WORK INSTRUCTIONS —
Could you edit the rows starting at the line that has "the white bottle" and ending after the line that has "x=921, y=303", replacing "stake" with "post", leaving everything else unchanged, and return only those lines?
-- Start of MATERIAL FOR THIS EXERCISE --
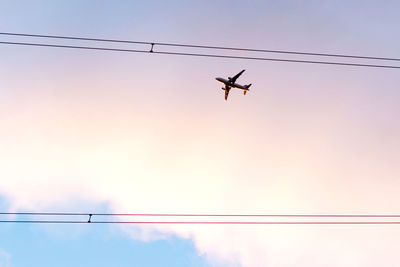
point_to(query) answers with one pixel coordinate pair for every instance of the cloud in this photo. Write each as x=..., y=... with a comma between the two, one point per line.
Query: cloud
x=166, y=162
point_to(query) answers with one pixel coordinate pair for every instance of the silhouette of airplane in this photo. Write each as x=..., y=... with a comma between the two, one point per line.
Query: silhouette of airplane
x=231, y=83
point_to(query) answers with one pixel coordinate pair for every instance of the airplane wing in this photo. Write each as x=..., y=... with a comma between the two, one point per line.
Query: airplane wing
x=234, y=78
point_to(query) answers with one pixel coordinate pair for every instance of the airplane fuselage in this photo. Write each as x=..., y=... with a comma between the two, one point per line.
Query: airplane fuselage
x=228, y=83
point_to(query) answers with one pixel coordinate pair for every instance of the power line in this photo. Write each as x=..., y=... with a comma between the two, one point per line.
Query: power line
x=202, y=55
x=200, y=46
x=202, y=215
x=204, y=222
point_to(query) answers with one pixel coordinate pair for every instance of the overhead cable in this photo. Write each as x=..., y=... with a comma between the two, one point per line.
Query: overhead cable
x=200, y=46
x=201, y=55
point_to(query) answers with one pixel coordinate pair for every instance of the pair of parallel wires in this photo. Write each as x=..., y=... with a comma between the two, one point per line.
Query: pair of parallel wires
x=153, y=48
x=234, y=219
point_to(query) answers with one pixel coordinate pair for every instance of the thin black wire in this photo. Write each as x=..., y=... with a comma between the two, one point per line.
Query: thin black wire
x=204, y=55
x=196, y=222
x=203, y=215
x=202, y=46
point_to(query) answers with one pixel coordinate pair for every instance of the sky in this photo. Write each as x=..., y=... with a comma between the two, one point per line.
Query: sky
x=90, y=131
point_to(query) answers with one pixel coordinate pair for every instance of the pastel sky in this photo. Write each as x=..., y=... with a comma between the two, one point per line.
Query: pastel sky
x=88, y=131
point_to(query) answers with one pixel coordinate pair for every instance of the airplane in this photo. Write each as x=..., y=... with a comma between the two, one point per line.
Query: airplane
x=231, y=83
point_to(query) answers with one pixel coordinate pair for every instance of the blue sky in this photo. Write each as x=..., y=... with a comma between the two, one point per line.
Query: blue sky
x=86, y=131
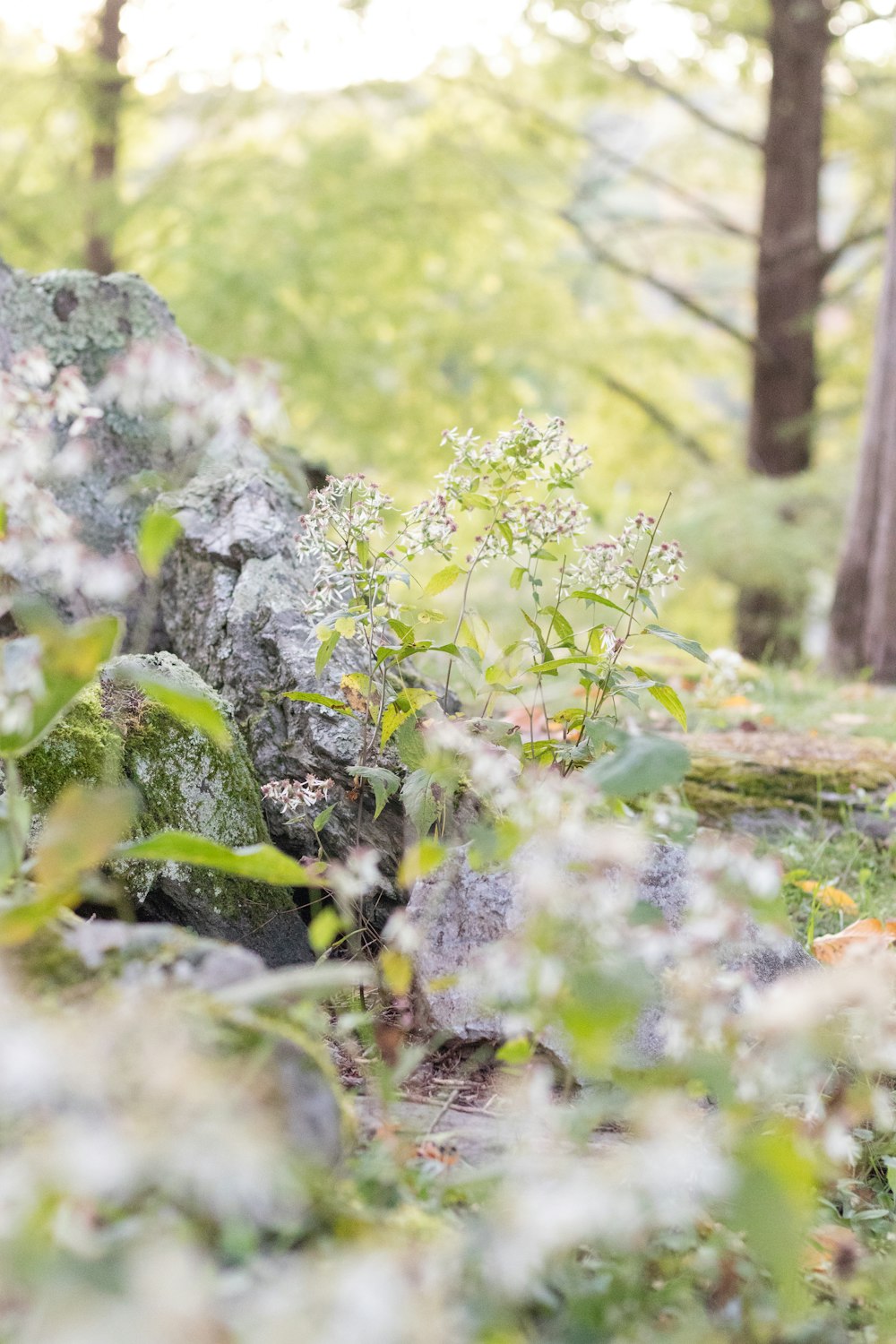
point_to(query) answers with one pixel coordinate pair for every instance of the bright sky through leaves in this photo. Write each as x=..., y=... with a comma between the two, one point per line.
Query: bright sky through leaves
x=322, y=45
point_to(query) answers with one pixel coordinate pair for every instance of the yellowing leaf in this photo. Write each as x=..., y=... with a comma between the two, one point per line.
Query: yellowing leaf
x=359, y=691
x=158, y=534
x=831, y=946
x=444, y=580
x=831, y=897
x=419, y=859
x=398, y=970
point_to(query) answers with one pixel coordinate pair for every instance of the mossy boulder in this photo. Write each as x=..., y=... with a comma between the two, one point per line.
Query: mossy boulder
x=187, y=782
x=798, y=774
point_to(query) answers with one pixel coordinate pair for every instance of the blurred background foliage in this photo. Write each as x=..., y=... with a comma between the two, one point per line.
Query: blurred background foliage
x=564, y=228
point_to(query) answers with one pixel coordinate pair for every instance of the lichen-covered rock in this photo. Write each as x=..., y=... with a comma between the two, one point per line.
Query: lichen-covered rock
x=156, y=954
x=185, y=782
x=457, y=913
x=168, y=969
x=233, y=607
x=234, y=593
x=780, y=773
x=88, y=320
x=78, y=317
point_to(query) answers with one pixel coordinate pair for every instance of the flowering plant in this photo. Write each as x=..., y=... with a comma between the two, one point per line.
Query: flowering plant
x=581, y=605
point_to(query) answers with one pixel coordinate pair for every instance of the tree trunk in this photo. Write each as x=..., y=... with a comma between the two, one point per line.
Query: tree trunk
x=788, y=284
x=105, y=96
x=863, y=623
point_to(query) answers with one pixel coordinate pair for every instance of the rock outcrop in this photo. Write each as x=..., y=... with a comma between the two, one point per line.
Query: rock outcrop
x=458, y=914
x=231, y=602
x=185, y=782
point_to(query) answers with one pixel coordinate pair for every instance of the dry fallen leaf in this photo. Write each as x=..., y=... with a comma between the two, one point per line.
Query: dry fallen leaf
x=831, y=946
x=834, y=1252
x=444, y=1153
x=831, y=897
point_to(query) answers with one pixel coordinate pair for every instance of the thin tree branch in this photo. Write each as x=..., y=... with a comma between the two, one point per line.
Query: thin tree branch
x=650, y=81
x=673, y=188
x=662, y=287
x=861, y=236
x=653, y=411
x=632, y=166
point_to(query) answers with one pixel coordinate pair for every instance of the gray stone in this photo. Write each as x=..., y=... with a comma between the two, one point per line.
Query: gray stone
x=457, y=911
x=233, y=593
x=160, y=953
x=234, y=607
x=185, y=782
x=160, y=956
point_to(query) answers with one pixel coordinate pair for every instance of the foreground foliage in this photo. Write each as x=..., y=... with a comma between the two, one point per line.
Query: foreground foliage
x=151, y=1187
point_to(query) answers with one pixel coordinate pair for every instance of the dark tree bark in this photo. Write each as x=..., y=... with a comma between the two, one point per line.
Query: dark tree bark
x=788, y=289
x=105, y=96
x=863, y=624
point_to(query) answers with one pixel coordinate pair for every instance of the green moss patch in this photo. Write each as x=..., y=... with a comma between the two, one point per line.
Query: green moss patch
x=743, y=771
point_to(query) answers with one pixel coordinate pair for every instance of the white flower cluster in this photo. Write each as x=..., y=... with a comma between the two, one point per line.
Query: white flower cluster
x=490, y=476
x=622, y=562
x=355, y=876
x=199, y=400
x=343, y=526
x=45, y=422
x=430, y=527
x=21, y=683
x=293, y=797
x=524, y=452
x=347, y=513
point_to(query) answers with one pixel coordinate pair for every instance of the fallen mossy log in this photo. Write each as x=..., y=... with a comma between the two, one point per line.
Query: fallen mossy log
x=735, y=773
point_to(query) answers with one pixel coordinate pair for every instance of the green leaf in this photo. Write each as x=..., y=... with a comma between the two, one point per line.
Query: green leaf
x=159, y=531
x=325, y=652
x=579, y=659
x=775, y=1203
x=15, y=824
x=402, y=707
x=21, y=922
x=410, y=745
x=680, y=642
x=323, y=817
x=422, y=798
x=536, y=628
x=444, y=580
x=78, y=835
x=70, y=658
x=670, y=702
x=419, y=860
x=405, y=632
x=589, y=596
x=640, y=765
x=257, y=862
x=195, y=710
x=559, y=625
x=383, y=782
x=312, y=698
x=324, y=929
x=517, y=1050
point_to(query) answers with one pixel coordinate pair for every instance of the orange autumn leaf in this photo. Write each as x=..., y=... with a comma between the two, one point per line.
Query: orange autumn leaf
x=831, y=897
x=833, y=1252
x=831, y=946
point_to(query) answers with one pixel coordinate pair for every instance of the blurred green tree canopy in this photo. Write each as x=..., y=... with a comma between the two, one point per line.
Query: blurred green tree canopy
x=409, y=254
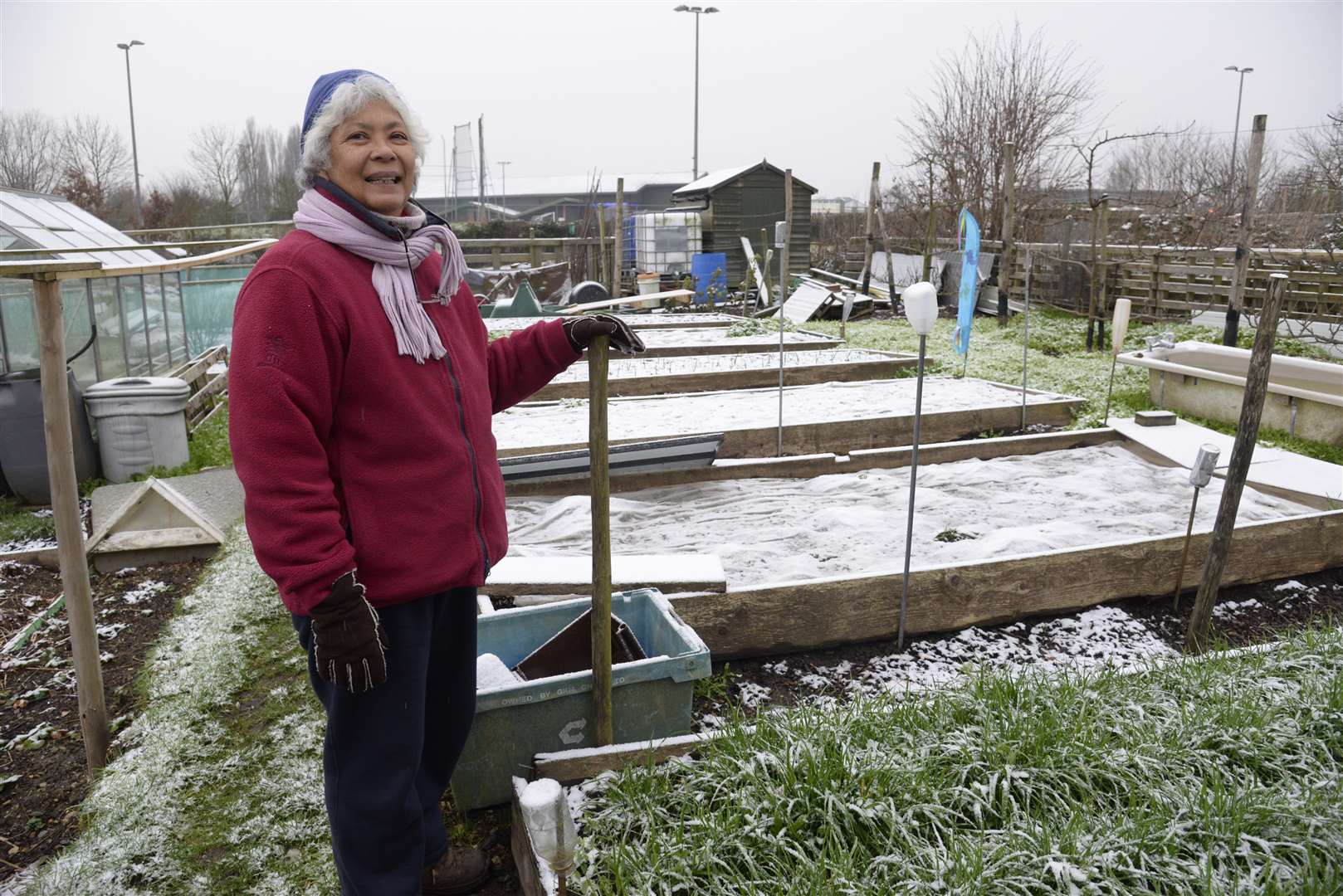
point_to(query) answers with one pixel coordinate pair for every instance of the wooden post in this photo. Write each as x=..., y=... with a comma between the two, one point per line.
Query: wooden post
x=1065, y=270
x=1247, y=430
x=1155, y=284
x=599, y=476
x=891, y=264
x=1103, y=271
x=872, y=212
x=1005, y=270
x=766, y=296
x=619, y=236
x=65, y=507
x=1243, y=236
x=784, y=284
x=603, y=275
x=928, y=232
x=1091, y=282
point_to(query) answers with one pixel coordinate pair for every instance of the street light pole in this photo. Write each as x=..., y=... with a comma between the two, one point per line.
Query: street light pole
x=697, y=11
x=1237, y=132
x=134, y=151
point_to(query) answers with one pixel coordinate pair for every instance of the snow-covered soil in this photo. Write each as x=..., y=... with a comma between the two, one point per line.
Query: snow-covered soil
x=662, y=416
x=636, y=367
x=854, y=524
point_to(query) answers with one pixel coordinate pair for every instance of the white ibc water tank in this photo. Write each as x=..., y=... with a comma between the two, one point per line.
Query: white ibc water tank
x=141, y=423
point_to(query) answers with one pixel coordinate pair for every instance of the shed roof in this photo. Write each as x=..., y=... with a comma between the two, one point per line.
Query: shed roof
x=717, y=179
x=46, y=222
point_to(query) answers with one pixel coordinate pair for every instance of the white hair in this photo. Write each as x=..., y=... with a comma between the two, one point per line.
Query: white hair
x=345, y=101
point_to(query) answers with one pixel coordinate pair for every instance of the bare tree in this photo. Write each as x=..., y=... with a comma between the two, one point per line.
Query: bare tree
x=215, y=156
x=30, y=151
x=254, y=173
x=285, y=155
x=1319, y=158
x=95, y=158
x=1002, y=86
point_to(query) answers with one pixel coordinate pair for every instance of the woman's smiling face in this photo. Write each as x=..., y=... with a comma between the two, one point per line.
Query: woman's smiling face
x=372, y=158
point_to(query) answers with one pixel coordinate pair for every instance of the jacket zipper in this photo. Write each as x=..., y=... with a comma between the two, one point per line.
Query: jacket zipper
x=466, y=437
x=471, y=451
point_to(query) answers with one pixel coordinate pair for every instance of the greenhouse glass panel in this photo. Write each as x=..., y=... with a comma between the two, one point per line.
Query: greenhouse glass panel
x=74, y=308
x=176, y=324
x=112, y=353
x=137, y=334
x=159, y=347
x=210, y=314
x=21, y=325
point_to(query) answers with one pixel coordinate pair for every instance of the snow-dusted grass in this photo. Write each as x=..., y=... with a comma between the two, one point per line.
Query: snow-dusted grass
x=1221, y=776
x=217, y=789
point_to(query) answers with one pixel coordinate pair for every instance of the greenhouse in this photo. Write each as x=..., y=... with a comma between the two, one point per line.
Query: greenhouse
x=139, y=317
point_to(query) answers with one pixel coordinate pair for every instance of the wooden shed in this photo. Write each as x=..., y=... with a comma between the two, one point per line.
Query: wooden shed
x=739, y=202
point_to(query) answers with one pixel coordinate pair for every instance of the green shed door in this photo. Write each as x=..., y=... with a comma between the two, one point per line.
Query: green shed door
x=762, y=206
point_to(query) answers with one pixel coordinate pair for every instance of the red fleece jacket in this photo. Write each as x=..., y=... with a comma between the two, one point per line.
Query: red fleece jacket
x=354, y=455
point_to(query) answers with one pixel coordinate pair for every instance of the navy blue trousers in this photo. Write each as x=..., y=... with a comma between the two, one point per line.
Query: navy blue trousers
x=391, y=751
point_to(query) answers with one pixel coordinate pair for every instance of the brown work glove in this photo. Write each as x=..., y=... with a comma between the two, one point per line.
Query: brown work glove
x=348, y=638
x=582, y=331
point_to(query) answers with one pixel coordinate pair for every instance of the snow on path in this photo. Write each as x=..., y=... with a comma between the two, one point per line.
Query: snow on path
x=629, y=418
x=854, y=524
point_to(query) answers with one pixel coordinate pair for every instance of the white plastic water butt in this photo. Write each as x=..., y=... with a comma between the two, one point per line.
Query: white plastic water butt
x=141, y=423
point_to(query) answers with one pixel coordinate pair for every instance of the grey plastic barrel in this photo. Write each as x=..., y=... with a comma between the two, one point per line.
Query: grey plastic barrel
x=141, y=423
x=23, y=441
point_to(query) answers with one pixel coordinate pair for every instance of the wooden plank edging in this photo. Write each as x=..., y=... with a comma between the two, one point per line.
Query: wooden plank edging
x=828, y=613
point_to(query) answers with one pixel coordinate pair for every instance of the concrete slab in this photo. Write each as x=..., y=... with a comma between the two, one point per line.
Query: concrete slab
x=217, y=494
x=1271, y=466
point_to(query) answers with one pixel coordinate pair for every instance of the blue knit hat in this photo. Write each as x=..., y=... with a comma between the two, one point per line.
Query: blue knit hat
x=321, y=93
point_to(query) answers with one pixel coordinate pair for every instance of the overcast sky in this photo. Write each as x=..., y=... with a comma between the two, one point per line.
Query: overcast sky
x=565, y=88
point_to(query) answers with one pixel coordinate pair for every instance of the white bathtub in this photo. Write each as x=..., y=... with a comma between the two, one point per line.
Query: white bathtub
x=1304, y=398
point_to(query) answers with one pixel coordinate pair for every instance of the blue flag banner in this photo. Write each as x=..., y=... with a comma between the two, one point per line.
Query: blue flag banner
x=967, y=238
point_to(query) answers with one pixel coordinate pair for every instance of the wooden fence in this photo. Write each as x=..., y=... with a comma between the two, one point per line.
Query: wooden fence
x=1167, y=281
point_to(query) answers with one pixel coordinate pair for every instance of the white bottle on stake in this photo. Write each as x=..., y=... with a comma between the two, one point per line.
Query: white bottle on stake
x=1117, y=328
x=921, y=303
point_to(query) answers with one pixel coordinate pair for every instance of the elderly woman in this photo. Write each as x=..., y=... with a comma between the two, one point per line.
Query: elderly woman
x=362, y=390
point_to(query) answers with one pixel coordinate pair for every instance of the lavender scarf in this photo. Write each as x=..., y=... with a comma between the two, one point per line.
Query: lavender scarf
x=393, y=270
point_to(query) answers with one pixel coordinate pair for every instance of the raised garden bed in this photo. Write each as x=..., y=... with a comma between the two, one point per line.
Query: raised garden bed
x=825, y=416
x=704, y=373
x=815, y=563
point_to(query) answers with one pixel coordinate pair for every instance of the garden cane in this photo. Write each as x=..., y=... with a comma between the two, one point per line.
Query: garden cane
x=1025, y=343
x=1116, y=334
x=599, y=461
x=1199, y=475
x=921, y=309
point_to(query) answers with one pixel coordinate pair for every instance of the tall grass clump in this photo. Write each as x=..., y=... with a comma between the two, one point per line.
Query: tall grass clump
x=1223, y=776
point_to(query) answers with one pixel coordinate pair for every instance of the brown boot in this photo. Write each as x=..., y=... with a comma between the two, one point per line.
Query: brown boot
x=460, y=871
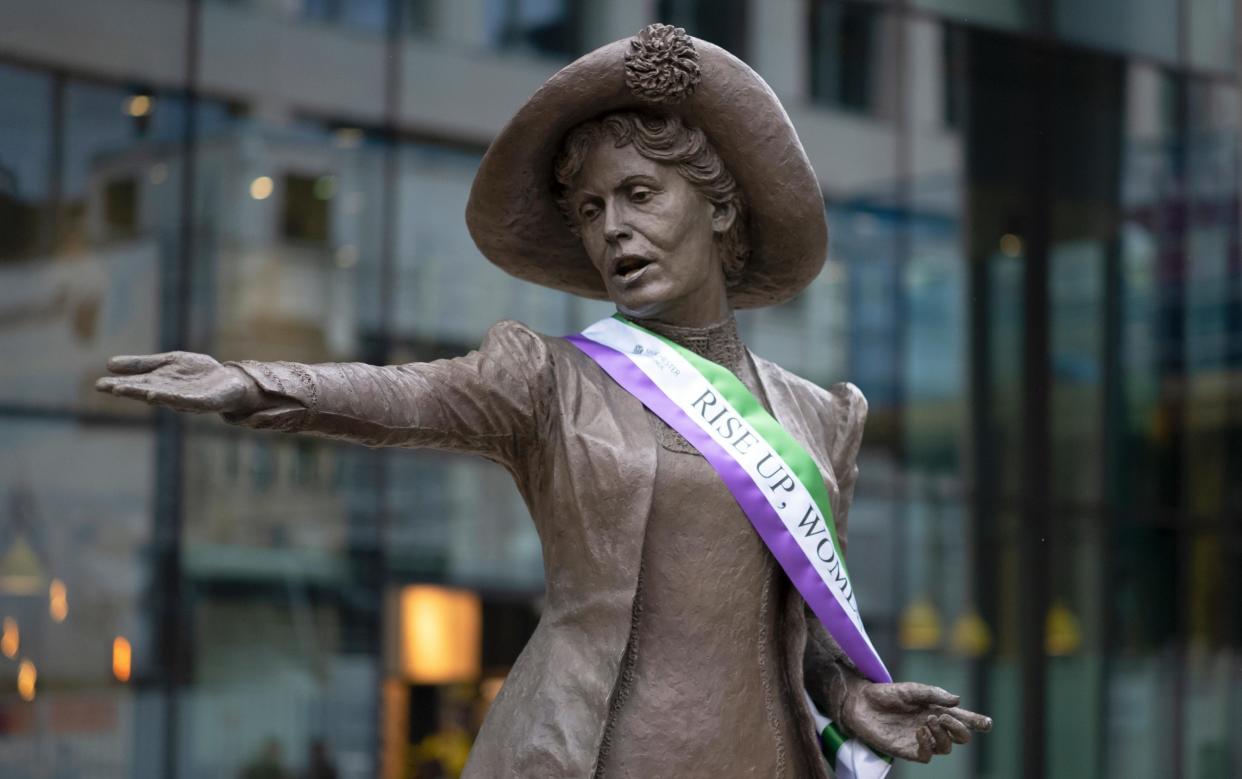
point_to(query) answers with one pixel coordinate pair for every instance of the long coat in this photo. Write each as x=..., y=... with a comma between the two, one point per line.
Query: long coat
-- End of MATERIAL FOR THIS EXERCISE --
THE REPLY —
point_to(query) answers with one pixel coordinate pair for every instance of the white bottle on post in this photo. Write each as x=..., y=... with a comma between the two, one point per line.
Query: white bottle on post
x=1117, y=328
x=921, y=303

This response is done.